*Exercise*
Copy out verbatim the lines of the records below, starting at the line that contains "of the tree." and running through the last line of the records, with both ends included.

(Coordinate annotation records)
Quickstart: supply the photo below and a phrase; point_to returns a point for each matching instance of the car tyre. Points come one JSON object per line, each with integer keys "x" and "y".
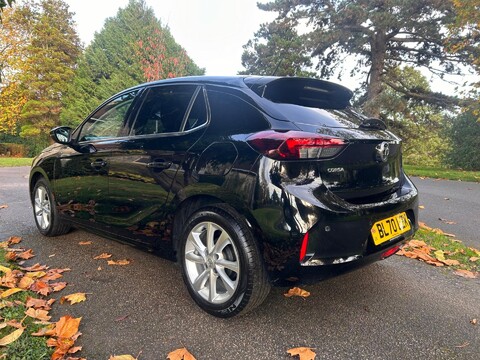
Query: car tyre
{"x": 221, "y": 262}
{"x": 45, "y": 212}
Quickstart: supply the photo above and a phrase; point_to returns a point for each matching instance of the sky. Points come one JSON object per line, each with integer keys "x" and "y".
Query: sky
{"x": 211, "y": 31}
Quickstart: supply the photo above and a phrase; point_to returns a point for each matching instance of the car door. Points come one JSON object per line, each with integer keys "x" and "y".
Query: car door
{"x": 81, "y": 182}
{"x": 143, "y": 165}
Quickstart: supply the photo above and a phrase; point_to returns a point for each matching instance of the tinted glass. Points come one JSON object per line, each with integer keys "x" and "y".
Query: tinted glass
{"x": 233, "y": 115}
{"x": 164, "y": 109}
{"x": 107, "y": 122}
{"x": 198, "y": 114}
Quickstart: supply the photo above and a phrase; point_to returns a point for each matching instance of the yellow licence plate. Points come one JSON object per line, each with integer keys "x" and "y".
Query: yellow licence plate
{"x": 389, "y": 228}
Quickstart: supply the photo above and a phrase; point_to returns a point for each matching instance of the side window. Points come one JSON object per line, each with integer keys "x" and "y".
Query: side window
{"x": 163, "y": 109}
{"x": 107, "y": 122}
{"x": 198, "y": 113}
{"x": 233, "y": 115}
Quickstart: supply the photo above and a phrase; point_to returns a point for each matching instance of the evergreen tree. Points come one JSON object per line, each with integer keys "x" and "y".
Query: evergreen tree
{"x": 380, "y": 35}
{"x": 51, "y": 56}
{"x": 126, "y": 52}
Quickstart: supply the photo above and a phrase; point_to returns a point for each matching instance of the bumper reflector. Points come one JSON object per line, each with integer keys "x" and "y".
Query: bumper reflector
{"x": 303, "y": 248}
{"x": 390, "y": 252}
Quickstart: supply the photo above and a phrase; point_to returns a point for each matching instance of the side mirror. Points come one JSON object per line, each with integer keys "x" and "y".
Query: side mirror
{"x": 62, "y": 135}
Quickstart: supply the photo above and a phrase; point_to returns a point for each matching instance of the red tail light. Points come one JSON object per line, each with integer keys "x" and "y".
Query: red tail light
{"x": 295, "y": 145}
{"x": 303, "y": 248}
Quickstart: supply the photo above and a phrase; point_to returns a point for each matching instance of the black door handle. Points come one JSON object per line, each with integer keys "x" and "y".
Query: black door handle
{"x": 159, "y": 165}
{"x": 99, "y": 163}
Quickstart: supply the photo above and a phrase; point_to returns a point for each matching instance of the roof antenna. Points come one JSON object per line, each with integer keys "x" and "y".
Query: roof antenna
{"x": 278, "y": 65}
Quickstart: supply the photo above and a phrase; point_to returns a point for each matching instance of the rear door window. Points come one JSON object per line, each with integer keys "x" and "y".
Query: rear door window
{"x": 233, "y": 115}
{"x": 108, "y": 121}
{"x": 165, "y": 109}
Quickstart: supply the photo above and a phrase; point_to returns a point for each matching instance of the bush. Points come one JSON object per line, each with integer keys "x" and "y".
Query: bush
{"x": 12, "y": 149}
{"x": 465, "y": 139}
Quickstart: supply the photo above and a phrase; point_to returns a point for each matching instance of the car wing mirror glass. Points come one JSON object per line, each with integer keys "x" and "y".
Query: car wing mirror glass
{"x": 62, "y": 135}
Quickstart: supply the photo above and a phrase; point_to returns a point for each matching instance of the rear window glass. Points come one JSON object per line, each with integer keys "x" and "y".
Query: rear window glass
{"x": 346, "y": 118}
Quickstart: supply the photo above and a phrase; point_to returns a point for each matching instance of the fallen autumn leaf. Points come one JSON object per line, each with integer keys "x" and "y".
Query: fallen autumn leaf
{"x": 74, "y": 298}
{"x": 103, "y": 256}
{"x": 118, "y": 262}
{"x": 466, "y": 274}
{"x": 303, "y": 353}
{"x": 180, "y": 354}
{"x": 296, "y": 291}
{"x": 8, "y": 339}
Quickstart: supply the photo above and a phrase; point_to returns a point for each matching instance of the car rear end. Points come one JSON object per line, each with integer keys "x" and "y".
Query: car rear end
{"x": 333, "y": 184}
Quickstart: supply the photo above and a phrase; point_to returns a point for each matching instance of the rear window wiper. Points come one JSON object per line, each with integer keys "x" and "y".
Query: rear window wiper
{"x": 373, "y": 124}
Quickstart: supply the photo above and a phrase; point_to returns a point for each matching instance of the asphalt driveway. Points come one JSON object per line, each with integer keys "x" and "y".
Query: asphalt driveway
{"x": 394, "y": 309}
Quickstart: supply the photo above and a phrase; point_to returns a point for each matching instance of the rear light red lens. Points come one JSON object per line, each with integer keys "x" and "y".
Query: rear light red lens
{"x": 303, "y": 247}
{"x": 295, "y": 145}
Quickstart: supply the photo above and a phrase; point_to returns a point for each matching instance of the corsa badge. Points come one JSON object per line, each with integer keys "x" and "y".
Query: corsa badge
{"x": 382, "y": 151}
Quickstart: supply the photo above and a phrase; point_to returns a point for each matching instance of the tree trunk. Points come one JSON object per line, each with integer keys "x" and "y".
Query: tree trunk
{"x": 375, "y": 83}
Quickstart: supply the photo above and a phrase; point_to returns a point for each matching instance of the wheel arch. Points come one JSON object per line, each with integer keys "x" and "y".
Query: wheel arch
{"x": 189, "y": 205}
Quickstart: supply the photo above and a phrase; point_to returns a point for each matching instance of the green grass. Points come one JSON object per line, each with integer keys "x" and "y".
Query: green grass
{"x": 7, "y": 162}
{"x": 440, "y": 173}
{"x": 453, "y": 249}
{"x": 12, "y": 308}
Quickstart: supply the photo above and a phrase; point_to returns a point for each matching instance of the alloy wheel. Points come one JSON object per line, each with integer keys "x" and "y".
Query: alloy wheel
{"x": 212, "y": 262}
{"x": 43, "y": 210}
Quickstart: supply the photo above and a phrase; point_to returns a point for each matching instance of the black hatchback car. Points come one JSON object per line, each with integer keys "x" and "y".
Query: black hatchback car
{"x": 246, "y": 181}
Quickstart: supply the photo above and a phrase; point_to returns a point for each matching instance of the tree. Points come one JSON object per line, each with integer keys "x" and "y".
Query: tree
{"x": 3, "y": 5}
{"x": 51, "y": 56}
{"x": 277, "y": 50}
{"x": 465, "y": 137}
{"x": 131, "y": 48}
{"x": 380, "y": 35}
{"x": 466, "y": 38}
{"x": 14, "y": 35}
{"x": 421, "y": 125}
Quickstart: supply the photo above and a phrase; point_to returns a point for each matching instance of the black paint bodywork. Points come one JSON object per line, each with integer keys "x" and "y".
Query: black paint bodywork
{"x": 142, "y": 188}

*Exercise output*
Quickstart: supply the photo above and a phrase; point_to returns a point for each matching instance of the tree. Points come one JSON object per line, each with integer keys "x" and "y".
Query: tree
{"x": 3, "y": 5}
{"x": 51, "y": 56}
{"x": 277, "y": 50}
{"x": 465, "y": 137}
{"x": 131, "y": 48}
{"x": 380, "y": 35}
{"x": 466, "y": 38}
{"x": 14, "y": 35}
{"x": 421, "y": 125}
Quickstart: supply the photo above and a phrase; point_to returns a point for each matching instance of the black paint bodywork. Points come one JSON object per line, each with integer keys "x" and "y".
Query: black paint bodywork
{"x": 142, "y": 188}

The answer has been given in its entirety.